## START PASSAGE SHOWN

From data exploration, we also could have a glance on which are the top alarm in machine. However, our target for this project is to predict the major downtime and it caused by which attribute. Later we could compare to this Pareto chart whether top alarm causing the UDT in machine.

Next, by using Python, we could explore to descriptive statistic of our dataset, below show the statistic overview for our dataset:

image

Feature Engineering

For data engineering and preparation, we are follow the flow as below:

image

Data cleanup: Removing columns and rows Prior to feature engineering, we removed columns with unknown values

image

Modeling training

We created several models with Rapid Miner. By testing out several dataset, which include raw dataset, normalized dataset, squared normalized dataset, & log dataset, we managed to result the table as below: image

While using different dataset, different features selection are manipulated to analyse which are the most suitable model to be perform PdM in case study.

a = average alarm count

c = alarm count data

d = alarm clearing duration

s = machine UDR status statistic for each day

a & c & d & s = merged dataset of all above attribute

Model evaluation

Accuracy of the models were measured using AUC on the test data set. AUC of both Elastic Net and Random Forest models were > 0.85. We save both models in pickled.pkl files, and output the ROC plots for both models. AUC of Random Forest model was 0.92 and that of the Elastic Net model was 0.90. In addition, for model interpretation, feature importance for the Random Forest model are output in a .csv file and plotted in a pdf (top 20 predictive features only).

4. Result

We observed below metrics from various models using Rapidminer.

image

Here is the binary classification accuracy metrics summary from Rapidminer. We can see all of it generally are good around 90% accuracy. Some of it are higher such as GLM, GBT & SVM.

## END PASSAGE SHOWN
## START DATA ENTRIES

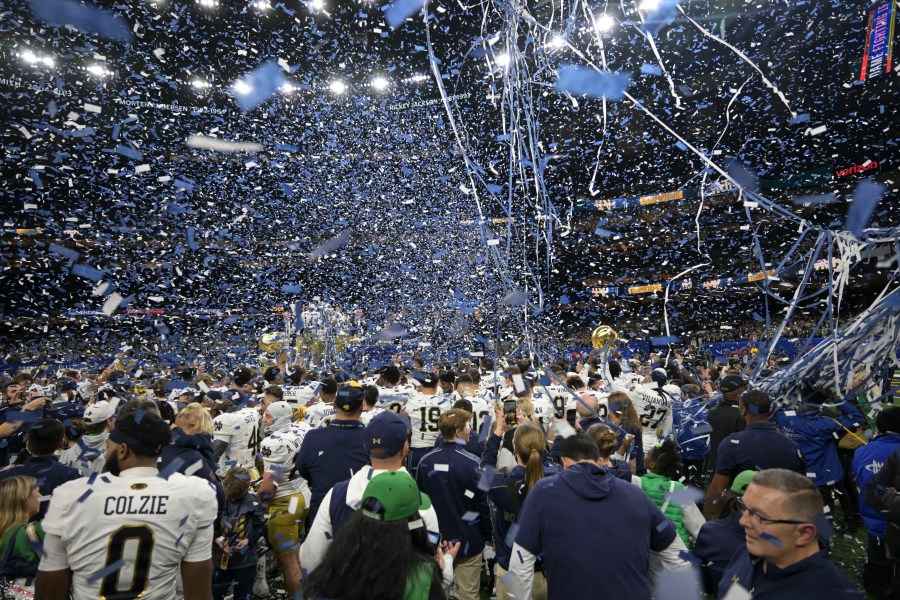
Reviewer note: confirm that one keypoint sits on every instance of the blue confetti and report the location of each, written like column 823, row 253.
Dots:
column 866, row 197
column 584, row 81
column 85, row 18
column 397, row 12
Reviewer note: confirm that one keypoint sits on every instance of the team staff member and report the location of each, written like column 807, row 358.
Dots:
column 868, row 462
column 130, row 514
column 387, row 441
column 588, row 503
column 759, row 446
column 44, row 438
column 783, row 559
column 335, row 452
column 450, row 475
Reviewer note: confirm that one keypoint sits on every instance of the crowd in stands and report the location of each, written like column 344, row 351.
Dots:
column 590, row 479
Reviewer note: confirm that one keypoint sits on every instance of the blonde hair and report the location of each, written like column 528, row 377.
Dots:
column 529, row 442
column 236, row 483
column 195, row 415
column 14, row 495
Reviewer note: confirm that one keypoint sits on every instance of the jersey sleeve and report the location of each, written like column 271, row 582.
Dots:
column 224, row 429
column 56, row 517
column 54, row 558
column 201, row 547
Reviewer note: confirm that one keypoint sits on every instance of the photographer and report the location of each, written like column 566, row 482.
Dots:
column 23, row 406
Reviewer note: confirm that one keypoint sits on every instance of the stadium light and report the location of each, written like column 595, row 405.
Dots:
column 603, row 23
column 380, row 83
column 556, row 42
column 98, row 70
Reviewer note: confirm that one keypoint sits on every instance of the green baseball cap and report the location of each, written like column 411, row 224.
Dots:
column 398, row 497
column 742, row 481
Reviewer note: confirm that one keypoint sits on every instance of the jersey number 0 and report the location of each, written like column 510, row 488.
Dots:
column 115, row 550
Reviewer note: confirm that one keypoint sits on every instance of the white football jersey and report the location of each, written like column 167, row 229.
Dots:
column 654, row 407
column 394, row 398
column 557, row 395
column 320, row 414
column 368, row 415
column 149, row 523
column 482, row 410
column 543, row 408
column 424, row 413
column 279, row 450
column 242, row 431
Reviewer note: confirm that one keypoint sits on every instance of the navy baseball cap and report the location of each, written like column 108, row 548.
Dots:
column 386, row 434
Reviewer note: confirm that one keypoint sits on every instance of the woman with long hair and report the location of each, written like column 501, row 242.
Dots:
column 623, row 414
column 20, row 499
column 607, row 441
column 508, row 491
column 383, row 551
column 661, row 484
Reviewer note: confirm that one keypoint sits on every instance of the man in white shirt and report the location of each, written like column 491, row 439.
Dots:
column 123, row 534
column 285, row 493
column 424, row 410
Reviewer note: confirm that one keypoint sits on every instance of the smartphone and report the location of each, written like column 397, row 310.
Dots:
column 509, row 412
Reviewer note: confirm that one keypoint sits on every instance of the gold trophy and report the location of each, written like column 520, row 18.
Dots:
column 271, row 343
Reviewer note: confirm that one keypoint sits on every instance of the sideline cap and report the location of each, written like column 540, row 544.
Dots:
column 398, row 497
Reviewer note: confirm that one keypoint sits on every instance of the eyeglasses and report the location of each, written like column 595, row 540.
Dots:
column 761, row 520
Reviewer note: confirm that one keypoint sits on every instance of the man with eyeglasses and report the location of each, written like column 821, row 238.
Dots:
column 782, row 512
column 759, row 446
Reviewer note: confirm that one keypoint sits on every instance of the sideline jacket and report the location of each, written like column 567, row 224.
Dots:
column 562, row 520
column 450, row 478
column 506, row 496
column 867, row 462
column 339, row 504
column 329, row 455
column 813, row 577
column 817, row 437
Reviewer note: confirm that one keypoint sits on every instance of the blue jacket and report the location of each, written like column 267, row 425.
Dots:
column 716, row 543
column 329, row 455
column 241, row 519
column 191, row 450
column 506, row 496
column 815, row 435
column 812, row 577
column 450, row 476
column 867, row 461
column 50, row 474
column 567, row 517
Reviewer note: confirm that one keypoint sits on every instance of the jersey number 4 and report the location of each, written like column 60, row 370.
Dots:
column 115, row 561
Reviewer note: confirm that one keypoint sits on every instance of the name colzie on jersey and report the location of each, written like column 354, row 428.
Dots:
column 136, row 505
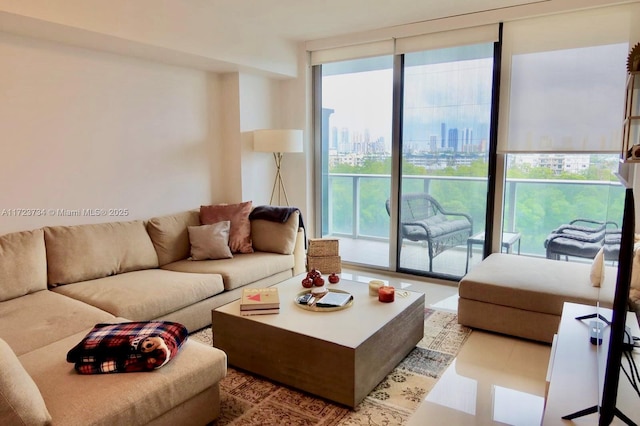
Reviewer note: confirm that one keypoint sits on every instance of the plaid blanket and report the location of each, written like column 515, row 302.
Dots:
column 127, row 347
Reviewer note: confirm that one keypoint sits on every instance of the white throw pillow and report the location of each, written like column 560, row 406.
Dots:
column 210, row 241
column 597, row 269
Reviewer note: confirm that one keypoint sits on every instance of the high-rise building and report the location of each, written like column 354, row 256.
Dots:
column 452, row 142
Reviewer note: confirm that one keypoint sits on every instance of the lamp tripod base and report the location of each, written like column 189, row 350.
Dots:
column 278, row 183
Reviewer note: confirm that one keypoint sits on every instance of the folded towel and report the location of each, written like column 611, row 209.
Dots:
column 127, row 347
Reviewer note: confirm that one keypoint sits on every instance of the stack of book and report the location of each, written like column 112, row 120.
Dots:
column 260, row 301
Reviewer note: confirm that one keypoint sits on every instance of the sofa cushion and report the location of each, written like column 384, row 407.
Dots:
column 23, row 264
column 534, row 284
column 170, row 236
column 39, row 318
column 120, row 399
column 85, row 252
column 144, row 295
column 275, row 237
column 238, row 214
column 241, row 270
column 20, row 400
column 210, row 241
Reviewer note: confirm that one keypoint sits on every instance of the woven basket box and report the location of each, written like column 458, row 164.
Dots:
column 323, row 247
column 325, row 264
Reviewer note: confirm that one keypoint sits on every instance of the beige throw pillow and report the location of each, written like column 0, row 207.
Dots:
column 20, row 400
column 597, row 269
column 238, row 215
column 210, row 241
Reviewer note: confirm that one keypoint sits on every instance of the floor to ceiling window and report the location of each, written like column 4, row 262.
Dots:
column 445, row 147
column 356, row 157
column 444, row 140
column 563, row 131
column 422, row 123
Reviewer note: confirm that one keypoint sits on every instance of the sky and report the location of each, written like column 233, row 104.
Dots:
column 573, row 96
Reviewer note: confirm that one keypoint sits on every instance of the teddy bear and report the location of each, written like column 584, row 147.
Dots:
column 155, row 350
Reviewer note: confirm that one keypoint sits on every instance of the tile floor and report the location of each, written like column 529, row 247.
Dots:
column 494, row 380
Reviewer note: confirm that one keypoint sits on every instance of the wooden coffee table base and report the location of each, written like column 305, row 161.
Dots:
column 344, row 373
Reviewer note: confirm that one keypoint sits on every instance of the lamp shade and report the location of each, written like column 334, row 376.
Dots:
column 286, row 140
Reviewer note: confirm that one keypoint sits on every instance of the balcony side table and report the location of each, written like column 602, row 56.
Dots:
column 508, row 240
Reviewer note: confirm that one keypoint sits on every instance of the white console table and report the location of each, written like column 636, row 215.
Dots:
column 576, row 368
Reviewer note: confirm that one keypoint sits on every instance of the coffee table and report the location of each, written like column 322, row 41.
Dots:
column 338, row 355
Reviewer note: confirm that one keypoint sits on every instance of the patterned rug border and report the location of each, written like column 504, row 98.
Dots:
column 248, row 399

## END DATA ENTRIES

## EXERCISE TASK A:
From the downtime prediction write-up above, list each kind of dataset that was tested when building the models.
## EXERCISE TASK B:
Please pick up the downtime prediction write-up right after its final sentence and continue it.

## WRITTEN REPLY A:
raw dataset, normalized dataset, squared normalized dataset, log dataset

## WRITTEN REPLY B:
image

We also run our dataset on several models in Azure machine learning, and here we also see similar result around 90% accuracy but with XGBoost as the best classifier.

image

Prediction

There are 2 part of prediction:

Result for T0 Down Time

Predict Major Down Time using Generalized Linear Model:

image

Confusion matrix:

image

But for PdM, we actually also want to predict the event before the down time. So next we try on multi label classification on Rapidminer, as we also want to predict the event before the down time. But here you can see the result is not good, and our best model here is SVM is only 76% accuracy.

image

With Azure Machine Learning, we can get higher accuracy with XGBoost, and GBM above 80% accuracy.

image

Result for T-1 Down Time

Predicting day before Major Down Time using Generalized Linear Model:

image

Confusion matrix:

image

5. Discussion

Models used in this project

Naïve Bayes, is simple and fast, commonly useful in natural language processing but is limited for complex data. Naïve Bayes is expected to have lower performance result due to limitation of relationship between features which is hard to interpret in real-world situation.

Logistic Regression is also simple, but only good for binary classification, but we had lower result may be due to the quality of the data and available features for it.

Fast Large Margin is good when we have large datasets but it also sensitive to imbalanced data.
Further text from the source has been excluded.